(Stored items from a collection)
- - -
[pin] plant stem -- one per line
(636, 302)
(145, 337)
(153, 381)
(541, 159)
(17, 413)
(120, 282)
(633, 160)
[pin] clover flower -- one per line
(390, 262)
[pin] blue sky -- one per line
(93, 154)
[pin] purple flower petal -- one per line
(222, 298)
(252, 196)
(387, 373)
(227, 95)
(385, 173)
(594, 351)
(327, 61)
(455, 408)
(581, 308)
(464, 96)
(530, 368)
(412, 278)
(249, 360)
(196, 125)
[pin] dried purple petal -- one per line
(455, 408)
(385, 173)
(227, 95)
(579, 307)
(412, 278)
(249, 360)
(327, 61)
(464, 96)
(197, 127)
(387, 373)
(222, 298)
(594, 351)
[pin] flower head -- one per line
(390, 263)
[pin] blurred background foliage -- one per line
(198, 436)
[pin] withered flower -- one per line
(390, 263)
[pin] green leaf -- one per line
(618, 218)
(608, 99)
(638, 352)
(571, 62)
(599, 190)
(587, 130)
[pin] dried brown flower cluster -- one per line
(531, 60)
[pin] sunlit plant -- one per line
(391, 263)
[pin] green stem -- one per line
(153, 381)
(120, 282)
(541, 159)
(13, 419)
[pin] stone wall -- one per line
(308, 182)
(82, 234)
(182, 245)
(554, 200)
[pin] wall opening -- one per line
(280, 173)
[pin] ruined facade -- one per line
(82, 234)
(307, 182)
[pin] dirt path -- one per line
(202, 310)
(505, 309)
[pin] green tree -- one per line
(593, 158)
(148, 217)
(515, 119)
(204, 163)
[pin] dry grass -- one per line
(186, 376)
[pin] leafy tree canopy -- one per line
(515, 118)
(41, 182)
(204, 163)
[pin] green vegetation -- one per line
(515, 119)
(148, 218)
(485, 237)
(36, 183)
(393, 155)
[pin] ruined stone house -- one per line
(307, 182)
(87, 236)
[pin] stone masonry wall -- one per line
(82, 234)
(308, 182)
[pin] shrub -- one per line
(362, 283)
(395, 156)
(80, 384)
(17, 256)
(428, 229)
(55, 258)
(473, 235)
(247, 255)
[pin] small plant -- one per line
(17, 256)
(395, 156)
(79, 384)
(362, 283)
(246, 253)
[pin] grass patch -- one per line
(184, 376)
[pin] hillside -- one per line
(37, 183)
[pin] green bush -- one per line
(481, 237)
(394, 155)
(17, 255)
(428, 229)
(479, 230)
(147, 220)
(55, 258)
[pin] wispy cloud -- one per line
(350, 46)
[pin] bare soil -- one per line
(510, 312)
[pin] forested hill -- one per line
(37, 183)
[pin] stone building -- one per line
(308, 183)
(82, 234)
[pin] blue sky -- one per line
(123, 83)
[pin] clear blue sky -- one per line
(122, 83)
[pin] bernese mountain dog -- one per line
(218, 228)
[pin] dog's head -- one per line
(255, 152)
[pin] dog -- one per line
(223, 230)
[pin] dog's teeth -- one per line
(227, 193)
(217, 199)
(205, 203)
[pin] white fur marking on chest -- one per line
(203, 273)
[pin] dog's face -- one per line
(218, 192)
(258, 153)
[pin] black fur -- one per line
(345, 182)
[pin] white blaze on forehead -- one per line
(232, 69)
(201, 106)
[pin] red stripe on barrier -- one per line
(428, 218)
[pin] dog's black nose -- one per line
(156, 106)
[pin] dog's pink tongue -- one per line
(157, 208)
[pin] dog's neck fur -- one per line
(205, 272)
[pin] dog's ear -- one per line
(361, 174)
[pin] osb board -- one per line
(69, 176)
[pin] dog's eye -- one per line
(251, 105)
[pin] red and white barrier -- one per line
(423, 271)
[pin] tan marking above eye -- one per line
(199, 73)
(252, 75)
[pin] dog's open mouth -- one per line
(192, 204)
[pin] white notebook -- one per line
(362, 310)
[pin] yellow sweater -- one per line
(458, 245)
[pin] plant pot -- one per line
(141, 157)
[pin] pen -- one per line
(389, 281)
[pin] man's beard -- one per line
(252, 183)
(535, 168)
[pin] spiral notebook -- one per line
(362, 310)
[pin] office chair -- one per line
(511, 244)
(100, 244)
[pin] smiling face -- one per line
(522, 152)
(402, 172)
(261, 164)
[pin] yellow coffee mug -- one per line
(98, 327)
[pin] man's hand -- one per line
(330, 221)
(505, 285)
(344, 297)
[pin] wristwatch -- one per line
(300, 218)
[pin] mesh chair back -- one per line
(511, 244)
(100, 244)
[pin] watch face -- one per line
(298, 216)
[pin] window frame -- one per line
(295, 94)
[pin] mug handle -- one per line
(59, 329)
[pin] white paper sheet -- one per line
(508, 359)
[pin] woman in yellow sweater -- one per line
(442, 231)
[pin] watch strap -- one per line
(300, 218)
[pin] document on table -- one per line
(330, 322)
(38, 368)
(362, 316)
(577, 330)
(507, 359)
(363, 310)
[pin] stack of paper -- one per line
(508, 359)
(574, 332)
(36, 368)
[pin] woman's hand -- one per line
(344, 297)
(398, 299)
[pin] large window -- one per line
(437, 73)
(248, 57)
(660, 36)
- - -
EXERCISE BRIEF
Every entry must be set down again exactly as it reads.

EXERCISE RESULT
[pin] plant stem -- one per line
(636, 302)
(145, 337)
(153, 381)
(541, 159)
(17, 413)
(120, 282)
(633, 160)
[pin] clover flower -- one per line
(390, 262)
[pin] blue sky -- one per line
(93, 154)
[pin] purple flower petal -- one per line
(222, 298)
(252, 196)
(387, 373)
(227, 95)
(385, 173)
(594, 351)
(327, 61)
(455, 408)
(581, 308)
(464, 96)
(530, 368)
(412, 278)
(249, 360)
(196, 125)
[pin] dried purple petal -- one per line
(455, 408)
(385, 173)
(227, 95)
(579, 307)
(412, 278)
(249, 360)
(327, 61)
(464, 96)
(197, 127)
(387, 373)
(222, 298)
(594, 351)
[pin] flower head -- one per line
(390, 263)
[pin] blurred background foliage -- one per line
(198, 436)
[pin] withered flower -- one per line
(390, 263)
[pin] green leaf -- one per line
(618, 218)
(608, 99)
(638, 352)
(571, 62)
(599, 190)
(587, 130)
[pin] dried brown flower cluster -- one per line
(531, 60)
[pin] sunlit plant -- one per line
(391, 263)
[pin] green stem -- one per line
(153, 381)
(120, 282)
(541, 159)
(13, 419)
[pin] stone wall -- one per line
(308, 182)
(82, 234)
(182, 245)
(554, 200)
[pin] wall opening -- one per line
(280, 173)
[pin] ruined facade -- one per line
(82, 234)
(307, 182)
[pin] dirt path -- one per line
(202, 310)
(505, 309)
[pin] green tree -- one per line
(593, 158)
(148, 217)
(515, 119)
(204, 163)
[pin] dry grass -- one per line
(186, 376)
[pin] leafy tree canopy -- one per line
(515, 118)
(41, 182)
(204, 163)
[pin] green vegetation -- one per line
(515, 119)
(148, 218)
(485, 237)
(36, 183)
(393, 155)
[pin] ruined stone house -- one per line
(307, 182)
(87, 236)
[pin] stone masonry wall -- one per line
(82, 234)
(308, 182)
[pin] shrub -- one per line
(362, 283)
(395, 156)
(80, 384)
(17, 256)
(428, 229)
(55, 258)
(473, 235)
(247, 255)
[pin] small plant -- one per line
(17, 256)
(395, 156)
(79, 384)
(362, 283)
(246, 253)
[pin] grass patch -- one per line
(184, 376)
[pin] hillside -- one per line
(37, 183)
[pin] green bush -- one per line
(481, 237)
(394, 155)
(17, 255)
(428, 229)
(479, 230)
(147, 220)
(55, 258)
[pin] wispy cloud -- one per line
(350, 46)
[pin] bare soil -- one per line
(510, 312)
[pin] forested hill -- one per line
(37, 183)
[pin] stone building -- one per line
(308, 183)
(82, 234)
[pin] blue sky -- one per line
(123, 83)
[pin] clear blue sky -- one per line
(122, 83)
[pin] bernese mountain dog -- one per line
(218, 228)
[pin] dog's head -- one per line
(255, 152)
[pin] dog -- one per line
(223, 230)
[pin] dog's teeth -- one per line
(227, 193)
(217, 199)
(205, 203)
[pin] white fur marking on chest -- one per line
(203, 273)
[pin] dog's face -- one per line
(218, 192)
(258, 153)
[pin] black fur -- one per line
(345, 182)
[pin] white blaze on forehead -- one per line
(232, 69)
(201, 106)
[pin] red stripe on barrier -- one per line
(428, 218)
[pin] dog's black nose -- one per line
(156, 106)
[pin] dog's pink tongue -- one per line
(157, 208)
[pin] dog's neck fur -- one per line
(205, 272)
[pin] dog's ear -- one per line
(361, 174)
[pin] osb board -- one per line
(69, 176)
[pin] dog's eye -- one per line
(251, 105)
[pin] red and white barrier -- one per line
(423, 271)
[pin] tan marking above eye -- one per line
(199, 73)
(252, 75)
[pin] dog's open mouth -- one per line
(192, 204)
[pin] white notebook -- one per line
(362, 310)
[pin] yellow sweater -- one per line
(458, 245)
[pin] plant pot -- one per line
(141, 157)
[pin] pen -- one per line
(389, 281)
[pin] man's beard -- one per line
(252, 183)
(535, 168)
[pin] spiral notebook -- one per line
(362, 310)
[pin] office chair -- one per line
(511, 244)
(100, 244)
[pin] smiling face -- one per line
(522, 152)
(402, 172)
(261, 164)
[pin] yellow coffee mug -- one per line
(98, 327)
[pin] man's hand -- one per line
(330, 221)
(505, 285)
(344, 297)
[pin] wristwatch -- one per line
(300, 218)
[pin] mesh chair back -- one per line
(511, 244)
(100, 244)
[pin] watch face -- one per line
(298, 216)
[pin] window frame -- one per line
(295, 94)
[pin] mug handle -- one per line
(59, 329)
[pin] white paper sheet -- one per line
(508, 359)
[pin] woman in yellow sweater -- one per line
(442, 231)
[pin] watch strap -- one per line
(300, 218)
[pin] document on table -- one per line
(330, 322)
(38, 368)
(362, 316)
(577, 330)
(507, 359)
(363, 310)
[pin] stack of paper -- one per line
(508, 359)
(574, 332)
(36, 368)
[pin] woman's hand -- one per line
(344, 297)
(398, 299)
[pin] large window -- one per line
(437, 73)
(248, 57)
(660, 36)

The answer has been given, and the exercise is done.